» Tasks to complete
a) In the post about virtual machine provisioning, what name is given to allocating more storage to the machines than the physical host holds?
b) From the post about virtual machine provisioning, quote the stretch from "Meaning, each Virtual" through "pretty damn nice.".

» Supplied text
[Begin]
You isolate VMs from eachother and from the hardware of the host machine, using only what you assign to it. 

Meaning, each Virtual Machine is assigned (so the virtual machine thinks it has) a certain number of CPU sockets/cores, certain amount of RAM, and certain amount of storage.. (also attached hardware)

6 minutes ago, JoeyDM said:

You can even over-provision, which is pretty damn nice.

In theory you could have 1TB of storage in the physical host, yet allocate more than 1TB to the machines (so they see more storage but aren't necessarily using it...this is called "Thin Provisioning" and it works with RAM as well). In general over provisioning is not great practice as once you hit the limit, the VMs won't know there is a cap.

 

over provisioning CPU usage IS possible, though it isn't the ideal practice; the more "compute heavy" the application is, the more time-splicing the hypervisor has to do to allocate those resources to the VMs...effectively slowing down the machine (HUGELY diminishing returns on this)
[End]
» Supplied information
[Begin]
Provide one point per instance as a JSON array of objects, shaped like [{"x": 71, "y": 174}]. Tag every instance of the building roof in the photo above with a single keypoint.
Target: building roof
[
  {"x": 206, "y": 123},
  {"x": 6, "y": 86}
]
[End]
» Answers in order
a) It is called "Thin Provisioning."

b)
Meaning, each Virtual Machine is assigned (so the virtual machine thinks it has) a certain number of CPU sockets/cores, certain amount of RAM, and certain amount of storage.. (also attached hardware)

6 minutes ago, JoeyDM said:

You can even over-provision, which is pretty damn nice.